[BEGIN Text]

Nova Kool RFS7501DC Installation Instructions Manual page 8

When the hot refrigerant vapor discharged from the compressor travels through the condenser, the cool
air or water flowing through the condenser coil absorbs enough heat from the vapor to cause it to
condense.
If the outside air temperature is 27° C, an air cooled system is designed so that the temperature of the
refrigerant, right at the point where it first condenses, will be about 40°C to 46°C. If the entering condenser
water temperature is 30°C, a water-cooled system is designed so that the temperature of the refrigerant,
right at the point where it first condenses, will be about 40°C.
Why do we want the refrigerant to condense at this relatively high temperature? So that the air or water
flowing through the condenser will be very cold relative to the temperature of the discharge vapor, Which
will allow the heat energy in the vapor to move into that relatively cold air or water, And cause the
refrigerant to condense.

[END Text]

▶ Jobs
1) Answer these questions from the refrigeration text:
(a) In an air-cooled system with an outside air temperature of 27° C, about what temperature is the refrigerant designed to have where it first condenses?
(b) What entering condenser water temperature does the text give for a water-cooled system?
(c) What absorbs heat from the vapor as it travels through the condenser?
2) Translate this sentence from the refrigeration text into Spanish: "When the hot refrigerant vapor discharged from the compressor travels through the condenser, the cool air or water flowing through the condenser coil absorbs enough heat from the vapor to cause it to condense."
3) Write out the passage from the refrigeration text starting with "Nova Kool RFS7501DC" and going on through "be about 40°C.".

[BEGIN Information given]

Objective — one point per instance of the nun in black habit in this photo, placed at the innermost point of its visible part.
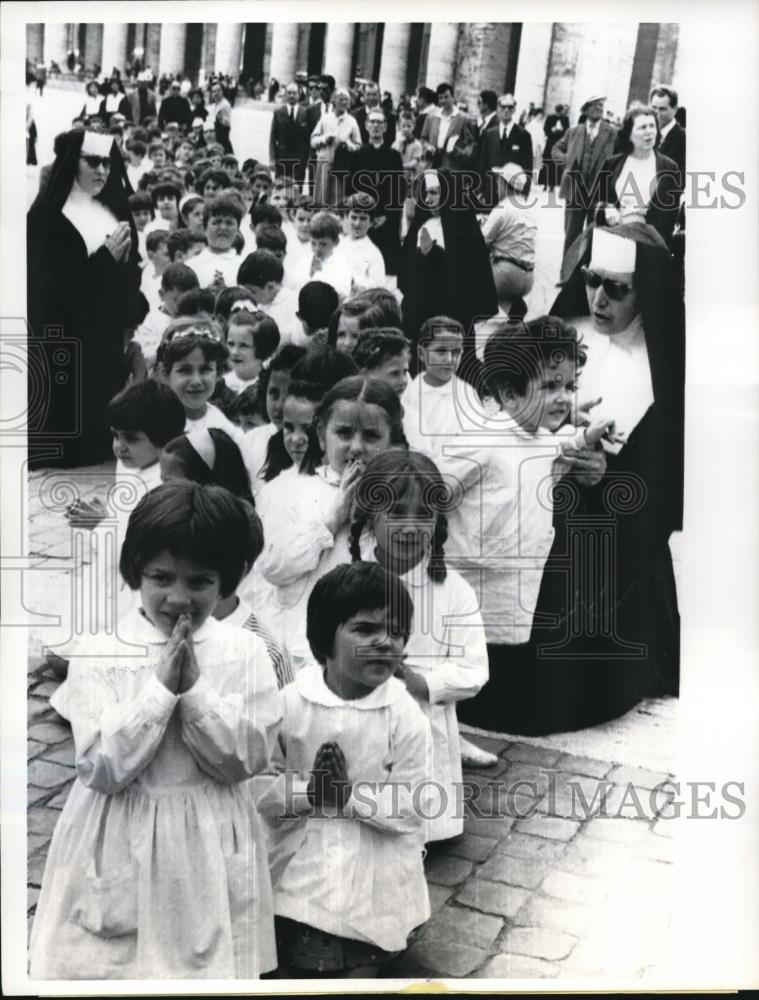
(606, 628)
(83, 292)
(445, 269)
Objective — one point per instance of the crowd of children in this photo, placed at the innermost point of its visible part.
(322, 565)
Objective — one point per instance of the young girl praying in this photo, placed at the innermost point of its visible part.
(400, 520)
(191, 357)
(157, 868)
(346, 831)
(307, 534)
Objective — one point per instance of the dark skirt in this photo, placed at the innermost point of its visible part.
(315, 952)
(576, 671)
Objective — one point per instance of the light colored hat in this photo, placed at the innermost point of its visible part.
(592, 100)
(612, 253)
(97, 144)
(513, 174)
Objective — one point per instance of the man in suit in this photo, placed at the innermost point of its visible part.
(289, 145)
(582, 150)
(371, 101)
(142, 101)
(486, 103)
(506, 143)
(448, 135)
(425, 105)
(378, 170)
(671, 135)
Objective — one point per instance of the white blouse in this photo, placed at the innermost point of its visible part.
(618, 370)
(92, 220)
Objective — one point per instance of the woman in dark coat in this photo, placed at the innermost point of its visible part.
(606, 630)
(639, 182)
(83, 292)
(445, 266)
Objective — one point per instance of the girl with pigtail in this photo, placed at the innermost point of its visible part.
(400, 521)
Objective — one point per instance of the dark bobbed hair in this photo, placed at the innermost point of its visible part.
(228, 468)
(227, 298)
(264, 212)
(212, 174)
(325, 365)
(438, 325)
(192, 522)
(270, 237)
(265, 331)
(259, 268)
(223, 204)
(391, 476)
(148, 406)
(517, 354)
(196, 302)
(376, 346)
(346, 591)
(317, 301)
(365, 389)
(173, 347)
(636, 110)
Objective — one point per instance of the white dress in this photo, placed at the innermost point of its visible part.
(157, 868)
(500, 536)
(447, 647)
(299, 548)
(358, 876)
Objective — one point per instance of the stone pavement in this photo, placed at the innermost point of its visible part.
(537, 887)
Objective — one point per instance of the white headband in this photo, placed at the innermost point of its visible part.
(97, 144)
(612, 253)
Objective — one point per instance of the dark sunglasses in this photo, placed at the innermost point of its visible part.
(616, 290)
(97, 161)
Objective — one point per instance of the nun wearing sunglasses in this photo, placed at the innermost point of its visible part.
(83, 281)
(606, 631)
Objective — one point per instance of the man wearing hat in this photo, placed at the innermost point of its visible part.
(506, 143)
(582, 150)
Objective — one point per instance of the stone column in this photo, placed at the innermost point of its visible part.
(152, 46)
(666, 55)
(284, 53)
(171, 56)
(532, 68)
(93, 46)
(394, 59)
(482, 59)
(604, 65)
(301, 58)
(441, 55)
(114, 47)
(228, 49)
(56, 44)
(35, 43)
(338, 52)
(560, 78)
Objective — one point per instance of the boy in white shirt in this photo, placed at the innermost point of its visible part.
(157, 249)
(262, 273)
(219, 262)
(324, 264)
(362, 258)
(175, 281)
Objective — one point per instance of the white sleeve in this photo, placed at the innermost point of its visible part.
(297, 538)
(231, 734)
(394, 806)
(465, 670)
(114, 740)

[END Information given]

▶ Written answers
1)
(a) About 40°C to 46°C.
(b) 30°C.
(c) The cool air or water flowing through the condenser coil.

2) Cuando el vapor caliente de refrigerante descargado del compresor pasa por el condensador, el aire o el agua fríos que circulan por el serpentín del condensador absorben suficiente calor del vapor como para hacer que se condense.

3)
Nova Kool RFS7501DC Installation Instructions Manual page 8

When the hot refrigerant vapor discharged from the compressor travels through the condenser, the cool
air or water flowing through the condenser coil absorbs enough heat from the vapor to cause it to
condense.
If the outside air temperature is 27° C, an air cooled system is designed so that the temperature of the
refrigerant, right at the point where it first condenses, will be about 40°C to 46°C. If the entering condenser
water temperature is 30°C, a water-cooled system is designed so that the temperature of the refrigerant,
right at the point where it first condenses, will be about 40°C.